Direction 1: Reproduce the passage on the Aztecs word for word, starting at "In fact, the" and ending at "or royal funerals.".
Direction 2: Can you summarize the passage on the Aztecs in two sentences?

Selected excerpt:
----------

The Aztec capital, Tenochtitlan, was built on a series of islands in what was once a huge lake in the Valley of Mexico. The first time the Spanish saw the city, they were impressed by its massive temples, its brightly painted and beautifully decorated buildings, its royal gardens, its aqueducts, the orderliness and cleanliness of its streets, and the diversity of food sold on its large market. But the Aztecs also engaged in behavior that appeared strange and repulsive to Europeans, such as their extremely brutal rituals of human sacrifice.
Rituals of sacrifice
The Aztec formed a distinct society among the Nahua people in Mesoamerica. The Nahuas shared many traditions and beliefs. Warfare served both a political and religious imperative, where the highest honor for men was either to die on the battlefield or be sacrificed to the gods. With the exception of priests, all male citizens, nobles and commoners alike, were required to perform military service.
In fact, the Aztecs engaged in a highly ritualized form of warfare with neighboring Nahua city states, known as the Flower Wars, where each side fought with the explicit intention of capturing (rather than killing and conquering) their opponents. This secured the constant flow of captives that was required for their sacrifice to the gods, with about 40 to 120 individuals being killed annually in each Aztec town, while larger cities such as Tenochtitlan killed hundreds to thousands of individuals during years with special events such as centenaries or royal funerals.

----------

Data supplied:
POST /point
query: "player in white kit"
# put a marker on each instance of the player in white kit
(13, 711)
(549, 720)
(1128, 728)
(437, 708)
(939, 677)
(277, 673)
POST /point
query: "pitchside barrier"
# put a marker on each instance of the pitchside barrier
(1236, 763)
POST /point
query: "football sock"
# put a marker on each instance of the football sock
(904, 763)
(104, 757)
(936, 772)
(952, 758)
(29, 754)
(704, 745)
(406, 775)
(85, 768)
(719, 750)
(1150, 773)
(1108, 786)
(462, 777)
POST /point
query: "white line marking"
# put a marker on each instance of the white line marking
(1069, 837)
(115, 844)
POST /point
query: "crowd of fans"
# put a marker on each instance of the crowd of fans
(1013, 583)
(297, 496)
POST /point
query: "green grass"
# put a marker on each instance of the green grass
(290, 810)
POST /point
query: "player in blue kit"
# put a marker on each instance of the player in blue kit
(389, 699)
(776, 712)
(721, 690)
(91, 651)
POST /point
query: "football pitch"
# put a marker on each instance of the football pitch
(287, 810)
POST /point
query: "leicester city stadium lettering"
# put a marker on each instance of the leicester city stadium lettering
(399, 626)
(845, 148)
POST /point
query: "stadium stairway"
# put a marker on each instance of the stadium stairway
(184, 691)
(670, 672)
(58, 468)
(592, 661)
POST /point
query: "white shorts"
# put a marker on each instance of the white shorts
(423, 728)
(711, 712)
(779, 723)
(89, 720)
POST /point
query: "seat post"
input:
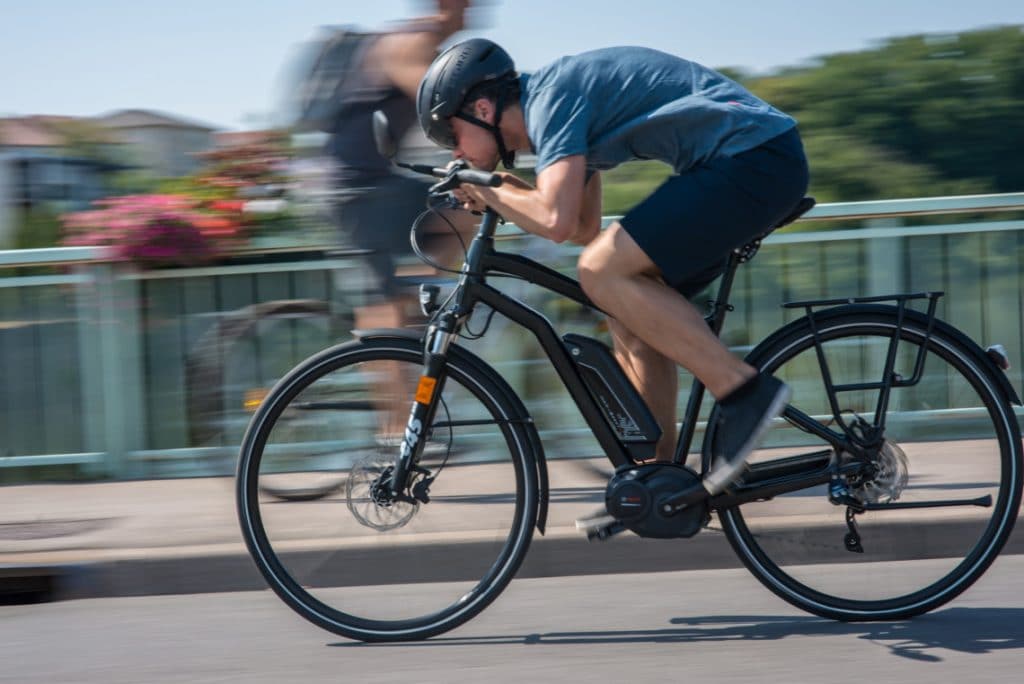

----------

Exercise solution 1:
In fact, the Aztecs engaged in a highly ritualized form of warfare with neighboring Nahua city states, known as the Flower Wars, where each side fought with the explicit intention of capturing (rather than killing and conquering) their opponents. This secured the constant flow of captives that was required for their sacrifice to the gods, with about 40 to 120 individuals being killed annually in each Aztec town, while larger cities such as Tenochtitlan killed hundreds to thousands of individuals during years with special events such as centenaries or royal funerals.

Exercise solution 2: Tenochtitlan, the Aztec capital built on islands in a former lake in the Valley of Mexico, impressed the Spanish with its massive temples, decorated buildings, gardens, aqueducts, orderly clean streets and varied market, yet the Aztecs also practiced brutal human sacrifice that Europeans found repulsive. Through the Flower Wars, ritualized conflicts with neighboring Nahua city states fought to capture rather than kill opponents, they kept up a steady flow of captives, sacrificing about 40 to 120 people a year in each town and hundreds to thousands in larger cities like Tenochtitlan during special events.